Segment Start: Excerpt

The undersigned human rights organisations denounce the arrest and disappearance by Egyptian authorities of trade unionist and human rights defender Ahmed Amasha, after his family announced that they had lost contact with him on 17 June, 2020.
Amasha’s family has reported that Egyptian police forces stormed his home in Helwan, south of the Egyptian capital Cairo, and took him to an unknown location.
Amasha remains missing despite formal complaints filed by his lawyer and family with the Prosecutor General and the Minister of Interior to report on his arrest and disappearance, and to demand that they take the necessary measures to disclose his whereabouts and to release him.
The organisations express their deep concern about Amasha’s fate, and fears for his life in the midst of the outbreak of Covid-19 in Egyptian prisons and detention facilities. The organisations call on Egyptian authorities to immediately disclose his whereabouts, to safeguard his full rights, to release him, and halt the systematic campaign against him and his family.
Amasha had received repeated threats from Egypt’s National Security Agency, and his family has been subjected to constant targeting by security agencies since May, when a police force raided his home in the city of Damietta and threatened his wife to force her to inform them about his whereabouts.

Segment End: Excerpt
Segment Start: Supplied data

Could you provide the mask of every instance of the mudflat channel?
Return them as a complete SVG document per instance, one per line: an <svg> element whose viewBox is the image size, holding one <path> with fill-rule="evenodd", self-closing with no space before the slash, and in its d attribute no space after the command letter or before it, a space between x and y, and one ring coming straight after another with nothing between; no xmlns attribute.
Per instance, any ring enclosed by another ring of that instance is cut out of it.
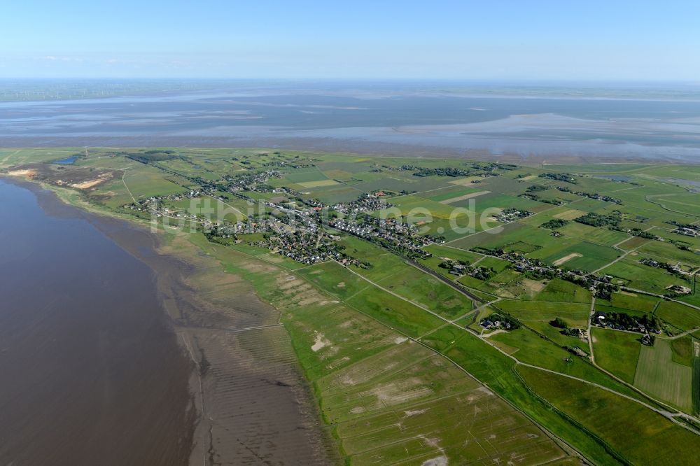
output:
<svg viewBox="0 0 700 466"><path fill-rule="evenodd" d="M337 461L278 311L191 245L0 178L0 463Z"/></svg>

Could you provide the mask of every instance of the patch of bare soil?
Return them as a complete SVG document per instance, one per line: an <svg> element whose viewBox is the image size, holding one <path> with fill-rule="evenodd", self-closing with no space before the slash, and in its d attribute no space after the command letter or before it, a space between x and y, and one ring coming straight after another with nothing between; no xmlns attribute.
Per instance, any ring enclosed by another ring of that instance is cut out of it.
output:
<svg viewBox="0 0 700 466"><path fill-rule="evenodd" d="M26 176L57 186L67 186L79 190L88 190L111 180L120 172L108 169L71 165L33 164L18 167L8 174Z"/></svg>

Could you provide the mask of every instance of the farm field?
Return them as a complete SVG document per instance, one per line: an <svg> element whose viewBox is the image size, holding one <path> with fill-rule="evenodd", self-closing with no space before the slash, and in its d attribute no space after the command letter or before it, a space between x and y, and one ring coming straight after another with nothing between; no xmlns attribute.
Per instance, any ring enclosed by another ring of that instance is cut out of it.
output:
<svg viewBox="0 0 700 466"><path fill-rule="evenodd" d="M634 385L686 412L692 412L693 369L675 362L672 356L668 340L657 339L653 347L643 346Z"/></svg>
<svg viewBox="0 0 700 466"><path fill-rule="evenodd" d="M3 173L249 282L349 465L691 464L700 195L677 169L0 150Z"/></svg>

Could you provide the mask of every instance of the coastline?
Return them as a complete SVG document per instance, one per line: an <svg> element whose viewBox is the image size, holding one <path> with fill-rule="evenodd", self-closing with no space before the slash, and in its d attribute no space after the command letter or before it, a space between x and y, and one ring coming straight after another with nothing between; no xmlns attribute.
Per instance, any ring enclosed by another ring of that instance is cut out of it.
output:
<svg viewBox="0 0 700 466"><path fill-rule="evenodd" d="M188 464L340 463L280 311L260 299L248 281L224 271L187 234L153 234L143 222L104 211L79 193L9 179L35 193L50 191L84 213L153 271L162 311L191 365L198 418Z"/></svg>

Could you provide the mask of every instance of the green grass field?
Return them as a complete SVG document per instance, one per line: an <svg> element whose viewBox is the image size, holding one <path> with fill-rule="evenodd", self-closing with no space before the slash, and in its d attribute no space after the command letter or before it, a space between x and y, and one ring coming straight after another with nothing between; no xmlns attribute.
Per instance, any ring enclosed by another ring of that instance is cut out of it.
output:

Segment End: Supplied data

> [What you should do]
Write the next part of the statement on Ahmed Amasha's arrest and disappearance, picking up after its last sentence. The records have nothing to do with the statement on Ahmed Amasha and should be treated as separate material.

> [Task answer]
Ahmed Shawky Abdel-Sattar Amasha, 58, is an Egyptian human rights defender, a member of the opposition Kefaya (Enough) movement, a trade unionist and active environmental rights defender.
A veterinarian by profession, Amasha previously served as the president of the Egyptian Veterinarians Syndicate. He has also contributed to the launching of a number of advocacy campaigns in collaboration with Egyptian rights groups to campaign against enforced disappearance and to support the families of its victims.
Egyptian authorities have repeatedly targeted Amasha, and arrested him on 10 March 2017. He was subsequently subjected to enforced disappearance for 21 days. He has also been tortured, banned from visits, and suffered from poor medical care while in custody.
He remained in pre-trial detention until the Cairo Criminal Court issued a decision to release him on probation at the beginning of September 2019. Executive authorities, however, reacted to the court decision with intransigence, refusing to release him until 4 October 2019. Amasha then endured humiliating treatment while serving his probationary period, whereby he had to spend time every day at a police headquarters. A court decision later ordered the end of his probationary period and his full release.
On 3 May 2017, four United Nations special rapporteurs expressed their concern in a statement regarding the abduction of Dr Amasha and his detention, torture, and mistreatment as a result of his human rights advocacy. His activism, they said, included documenting cases of enforced disappearance with the purpose of communicating them with the UN’s Working Group on Enforced or Involuntary Disappearances.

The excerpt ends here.